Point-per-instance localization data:
········

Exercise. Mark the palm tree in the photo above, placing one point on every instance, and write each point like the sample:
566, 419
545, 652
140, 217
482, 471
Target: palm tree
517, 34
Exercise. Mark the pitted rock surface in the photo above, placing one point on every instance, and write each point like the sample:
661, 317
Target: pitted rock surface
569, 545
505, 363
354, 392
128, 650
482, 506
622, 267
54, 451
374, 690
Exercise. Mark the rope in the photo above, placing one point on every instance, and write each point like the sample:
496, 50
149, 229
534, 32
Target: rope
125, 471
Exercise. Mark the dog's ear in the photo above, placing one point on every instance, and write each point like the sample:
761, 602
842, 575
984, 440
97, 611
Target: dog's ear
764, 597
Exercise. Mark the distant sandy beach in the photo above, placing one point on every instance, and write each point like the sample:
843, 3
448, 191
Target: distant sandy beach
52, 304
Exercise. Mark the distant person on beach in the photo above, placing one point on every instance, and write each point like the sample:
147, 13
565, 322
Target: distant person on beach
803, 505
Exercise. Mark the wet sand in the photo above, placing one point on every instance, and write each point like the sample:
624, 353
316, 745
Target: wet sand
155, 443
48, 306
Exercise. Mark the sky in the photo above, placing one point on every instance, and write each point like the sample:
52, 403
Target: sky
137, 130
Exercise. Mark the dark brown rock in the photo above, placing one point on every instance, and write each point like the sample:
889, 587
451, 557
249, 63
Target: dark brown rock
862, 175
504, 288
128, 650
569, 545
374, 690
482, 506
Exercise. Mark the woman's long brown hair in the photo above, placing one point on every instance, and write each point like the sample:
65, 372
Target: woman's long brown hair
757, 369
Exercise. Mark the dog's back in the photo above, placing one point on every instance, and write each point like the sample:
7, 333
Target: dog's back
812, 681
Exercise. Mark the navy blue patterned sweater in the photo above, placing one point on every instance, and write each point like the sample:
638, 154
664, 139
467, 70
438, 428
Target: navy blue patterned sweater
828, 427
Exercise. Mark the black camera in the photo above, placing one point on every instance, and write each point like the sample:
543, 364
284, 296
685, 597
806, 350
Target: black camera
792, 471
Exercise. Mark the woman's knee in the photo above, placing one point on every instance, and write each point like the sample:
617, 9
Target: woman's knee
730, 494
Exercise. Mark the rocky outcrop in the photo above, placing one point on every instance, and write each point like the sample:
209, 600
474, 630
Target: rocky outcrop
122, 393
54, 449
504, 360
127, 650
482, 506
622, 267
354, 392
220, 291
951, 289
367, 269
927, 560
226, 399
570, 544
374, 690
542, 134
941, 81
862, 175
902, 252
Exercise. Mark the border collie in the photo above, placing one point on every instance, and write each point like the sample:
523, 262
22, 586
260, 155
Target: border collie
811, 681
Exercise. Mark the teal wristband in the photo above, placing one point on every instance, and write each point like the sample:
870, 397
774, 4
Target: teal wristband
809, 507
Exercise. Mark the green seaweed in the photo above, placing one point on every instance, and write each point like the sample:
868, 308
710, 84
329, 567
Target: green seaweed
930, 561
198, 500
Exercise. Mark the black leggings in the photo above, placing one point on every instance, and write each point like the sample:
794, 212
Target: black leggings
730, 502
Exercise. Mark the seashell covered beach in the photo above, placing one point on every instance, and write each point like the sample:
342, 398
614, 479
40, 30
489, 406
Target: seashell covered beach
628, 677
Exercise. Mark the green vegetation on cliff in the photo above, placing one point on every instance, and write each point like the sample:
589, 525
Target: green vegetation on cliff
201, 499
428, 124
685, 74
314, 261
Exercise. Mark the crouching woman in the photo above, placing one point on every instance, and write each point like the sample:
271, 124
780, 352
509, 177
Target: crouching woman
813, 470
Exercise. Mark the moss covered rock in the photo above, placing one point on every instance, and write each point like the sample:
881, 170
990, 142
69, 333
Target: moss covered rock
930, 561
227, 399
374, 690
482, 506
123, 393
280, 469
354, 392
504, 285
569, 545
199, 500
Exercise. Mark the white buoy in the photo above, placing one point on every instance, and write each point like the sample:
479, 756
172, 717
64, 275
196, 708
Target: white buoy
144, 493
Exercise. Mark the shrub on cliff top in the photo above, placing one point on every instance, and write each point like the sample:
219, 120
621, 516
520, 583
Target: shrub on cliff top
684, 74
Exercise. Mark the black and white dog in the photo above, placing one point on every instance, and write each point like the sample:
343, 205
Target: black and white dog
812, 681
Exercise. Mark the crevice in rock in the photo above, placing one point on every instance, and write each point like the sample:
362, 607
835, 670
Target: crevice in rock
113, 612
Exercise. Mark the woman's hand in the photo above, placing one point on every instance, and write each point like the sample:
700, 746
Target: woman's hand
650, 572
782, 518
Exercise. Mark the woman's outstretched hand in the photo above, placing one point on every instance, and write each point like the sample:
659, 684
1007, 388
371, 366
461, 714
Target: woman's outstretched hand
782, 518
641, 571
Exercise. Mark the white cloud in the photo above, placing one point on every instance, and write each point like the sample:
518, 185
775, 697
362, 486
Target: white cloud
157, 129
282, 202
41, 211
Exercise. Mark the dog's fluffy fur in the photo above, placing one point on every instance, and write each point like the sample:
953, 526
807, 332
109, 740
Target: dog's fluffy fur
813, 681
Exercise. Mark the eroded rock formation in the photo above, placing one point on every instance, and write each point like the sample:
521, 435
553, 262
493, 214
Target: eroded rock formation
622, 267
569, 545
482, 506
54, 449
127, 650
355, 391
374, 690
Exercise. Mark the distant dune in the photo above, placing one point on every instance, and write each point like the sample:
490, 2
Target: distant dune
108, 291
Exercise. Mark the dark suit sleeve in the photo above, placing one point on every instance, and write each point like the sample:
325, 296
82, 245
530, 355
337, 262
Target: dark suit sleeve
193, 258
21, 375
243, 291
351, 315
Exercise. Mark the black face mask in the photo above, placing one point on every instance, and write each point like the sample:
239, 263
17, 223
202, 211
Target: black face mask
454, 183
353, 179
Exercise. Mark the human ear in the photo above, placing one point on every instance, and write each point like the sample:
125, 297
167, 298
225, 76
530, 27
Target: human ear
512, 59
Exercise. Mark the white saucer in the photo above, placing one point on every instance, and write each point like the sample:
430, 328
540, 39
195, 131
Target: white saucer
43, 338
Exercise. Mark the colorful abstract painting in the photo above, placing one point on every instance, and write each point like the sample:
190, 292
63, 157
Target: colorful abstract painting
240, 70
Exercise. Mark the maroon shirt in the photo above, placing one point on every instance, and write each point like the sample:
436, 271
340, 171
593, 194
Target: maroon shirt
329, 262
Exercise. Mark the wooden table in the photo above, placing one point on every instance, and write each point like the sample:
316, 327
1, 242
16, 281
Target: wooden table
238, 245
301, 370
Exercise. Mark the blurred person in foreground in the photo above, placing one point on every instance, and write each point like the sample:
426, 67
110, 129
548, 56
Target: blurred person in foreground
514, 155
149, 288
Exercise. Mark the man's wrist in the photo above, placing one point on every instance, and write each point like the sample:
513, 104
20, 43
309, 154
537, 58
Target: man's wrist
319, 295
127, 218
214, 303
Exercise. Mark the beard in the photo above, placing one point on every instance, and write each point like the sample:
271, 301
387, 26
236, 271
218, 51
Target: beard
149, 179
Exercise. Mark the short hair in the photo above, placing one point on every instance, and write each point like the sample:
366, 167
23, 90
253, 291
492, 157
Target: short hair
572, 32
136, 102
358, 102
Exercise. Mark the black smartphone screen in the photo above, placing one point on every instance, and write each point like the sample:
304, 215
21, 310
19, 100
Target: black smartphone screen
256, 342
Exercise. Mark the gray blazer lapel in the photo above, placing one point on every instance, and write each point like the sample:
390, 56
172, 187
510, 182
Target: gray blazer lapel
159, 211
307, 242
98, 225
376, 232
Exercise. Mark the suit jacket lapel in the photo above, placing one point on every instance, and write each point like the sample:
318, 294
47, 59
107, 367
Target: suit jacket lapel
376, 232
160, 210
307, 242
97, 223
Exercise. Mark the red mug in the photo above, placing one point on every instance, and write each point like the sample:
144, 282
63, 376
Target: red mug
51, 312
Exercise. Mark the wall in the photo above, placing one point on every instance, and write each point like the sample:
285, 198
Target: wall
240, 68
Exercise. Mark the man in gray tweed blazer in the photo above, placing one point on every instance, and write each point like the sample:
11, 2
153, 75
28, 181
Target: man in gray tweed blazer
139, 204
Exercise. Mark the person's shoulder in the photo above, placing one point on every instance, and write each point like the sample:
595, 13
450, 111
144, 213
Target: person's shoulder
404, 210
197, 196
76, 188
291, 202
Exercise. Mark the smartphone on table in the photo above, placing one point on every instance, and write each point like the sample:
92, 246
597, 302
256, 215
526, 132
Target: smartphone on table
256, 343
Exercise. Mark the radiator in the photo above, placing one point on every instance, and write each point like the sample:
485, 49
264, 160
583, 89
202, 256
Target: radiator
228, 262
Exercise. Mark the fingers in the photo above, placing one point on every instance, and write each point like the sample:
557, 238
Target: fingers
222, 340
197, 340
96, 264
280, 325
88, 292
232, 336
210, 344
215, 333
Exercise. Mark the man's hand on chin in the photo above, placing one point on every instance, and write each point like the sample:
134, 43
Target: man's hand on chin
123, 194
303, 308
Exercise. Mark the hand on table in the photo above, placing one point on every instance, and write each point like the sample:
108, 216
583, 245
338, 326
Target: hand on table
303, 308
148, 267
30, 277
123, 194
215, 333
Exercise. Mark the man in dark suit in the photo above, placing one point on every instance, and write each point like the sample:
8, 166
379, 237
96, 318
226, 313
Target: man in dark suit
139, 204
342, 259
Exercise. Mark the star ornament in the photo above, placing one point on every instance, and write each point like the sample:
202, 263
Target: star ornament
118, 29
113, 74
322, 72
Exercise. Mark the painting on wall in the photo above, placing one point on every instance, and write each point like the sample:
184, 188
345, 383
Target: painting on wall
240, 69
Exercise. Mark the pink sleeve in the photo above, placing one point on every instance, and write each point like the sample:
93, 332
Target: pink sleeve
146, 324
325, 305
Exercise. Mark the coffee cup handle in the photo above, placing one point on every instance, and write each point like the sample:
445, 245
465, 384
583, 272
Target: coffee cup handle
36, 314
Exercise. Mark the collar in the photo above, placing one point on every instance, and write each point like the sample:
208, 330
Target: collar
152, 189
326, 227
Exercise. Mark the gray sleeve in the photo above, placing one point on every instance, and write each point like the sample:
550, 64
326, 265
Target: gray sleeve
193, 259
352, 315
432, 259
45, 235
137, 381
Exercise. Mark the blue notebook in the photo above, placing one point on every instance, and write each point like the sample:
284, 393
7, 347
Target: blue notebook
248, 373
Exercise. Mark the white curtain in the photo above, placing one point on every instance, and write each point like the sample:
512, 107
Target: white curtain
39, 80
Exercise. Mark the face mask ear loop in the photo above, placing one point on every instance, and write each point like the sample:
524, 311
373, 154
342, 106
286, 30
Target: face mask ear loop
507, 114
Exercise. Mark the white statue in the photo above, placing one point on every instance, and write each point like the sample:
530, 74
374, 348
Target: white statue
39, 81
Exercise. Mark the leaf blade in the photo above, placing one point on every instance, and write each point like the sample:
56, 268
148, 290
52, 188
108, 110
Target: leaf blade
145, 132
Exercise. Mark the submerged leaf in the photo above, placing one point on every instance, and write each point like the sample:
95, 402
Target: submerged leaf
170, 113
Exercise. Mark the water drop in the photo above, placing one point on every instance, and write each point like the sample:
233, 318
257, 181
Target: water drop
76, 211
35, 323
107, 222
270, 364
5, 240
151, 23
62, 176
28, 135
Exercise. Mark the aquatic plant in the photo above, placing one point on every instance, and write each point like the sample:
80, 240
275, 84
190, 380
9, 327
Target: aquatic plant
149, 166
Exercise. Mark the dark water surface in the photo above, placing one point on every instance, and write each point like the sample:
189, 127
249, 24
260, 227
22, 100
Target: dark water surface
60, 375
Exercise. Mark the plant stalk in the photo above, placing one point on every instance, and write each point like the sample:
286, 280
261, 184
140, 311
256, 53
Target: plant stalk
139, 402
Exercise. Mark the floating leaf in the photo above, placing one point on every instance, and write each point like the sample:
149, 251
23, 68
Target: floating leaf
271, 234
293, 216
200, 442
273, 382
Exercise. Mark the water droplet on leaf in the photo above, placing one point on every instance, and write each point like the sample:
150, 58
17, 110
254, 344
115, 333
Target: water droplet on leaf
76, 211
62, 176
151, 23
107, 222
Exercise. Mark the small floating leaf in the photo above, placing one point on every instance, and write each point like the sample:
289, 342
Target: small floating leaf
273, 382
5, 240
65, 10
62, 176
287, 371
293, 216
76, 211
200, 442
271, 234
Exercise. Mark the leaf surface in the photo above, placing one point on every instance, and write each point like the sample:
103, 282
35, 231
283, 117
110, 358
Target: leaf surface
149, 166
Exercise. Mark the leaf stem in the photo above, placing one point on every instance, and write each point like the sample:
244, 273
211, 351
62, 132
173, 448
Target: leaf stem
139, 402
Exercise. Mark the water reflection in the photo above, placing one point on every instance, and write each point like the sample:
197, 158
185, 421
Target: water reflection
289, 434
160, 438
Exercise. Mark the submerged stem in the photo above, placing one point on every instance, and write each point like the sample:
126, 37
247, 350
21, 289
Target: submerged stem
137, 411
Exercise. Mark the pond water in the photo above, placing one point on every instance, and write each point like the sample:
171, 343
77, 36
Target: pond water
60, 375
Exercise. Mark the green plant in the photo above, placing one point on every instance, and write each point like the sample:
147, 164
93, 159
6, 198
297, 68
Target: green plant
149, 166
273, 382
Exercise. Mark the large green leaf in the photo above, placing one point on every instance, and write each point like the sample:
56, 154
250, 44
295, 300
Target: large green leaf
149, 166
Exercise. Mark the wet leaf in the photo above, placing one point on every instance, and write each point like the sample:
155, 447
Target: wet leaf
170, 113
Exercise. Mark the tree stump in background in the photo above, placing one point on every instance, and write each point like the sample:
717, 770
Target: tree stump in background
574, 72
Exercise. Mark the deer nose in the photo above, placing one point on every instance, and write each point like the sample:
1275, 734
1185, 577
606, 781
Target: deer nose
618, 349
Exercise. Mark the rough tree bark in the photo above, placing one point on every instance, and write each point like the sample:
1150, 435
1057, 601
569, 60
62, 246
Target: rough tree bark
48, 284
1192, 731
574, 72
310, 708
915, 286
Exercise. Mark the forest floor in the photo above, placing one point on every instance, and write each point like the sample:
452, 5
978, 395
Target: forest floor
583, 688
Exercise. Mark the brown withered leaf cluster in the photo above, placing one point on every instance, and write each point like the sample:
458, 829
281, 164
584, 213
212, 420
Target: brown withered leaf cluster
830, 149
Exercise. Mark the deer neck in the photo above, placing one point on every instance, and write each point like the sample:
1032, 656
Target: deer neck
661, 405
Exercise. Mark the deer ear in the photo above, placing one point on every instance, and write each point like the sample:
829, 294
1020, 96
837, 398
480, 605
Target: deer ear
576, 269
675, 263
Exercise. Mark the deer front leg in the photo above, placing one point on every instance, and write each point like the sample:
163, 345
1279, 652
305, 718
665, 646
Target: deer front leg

········

# [EXERCISE DIRECTIONS]
I need every line of the data that has the word "front"; please list them.

# [RESULT OF THIS TASK]
Exercise. Mark the deer front leg in the photo above, placing one point on every instance, and write each point like the sample:
Target: deer front leg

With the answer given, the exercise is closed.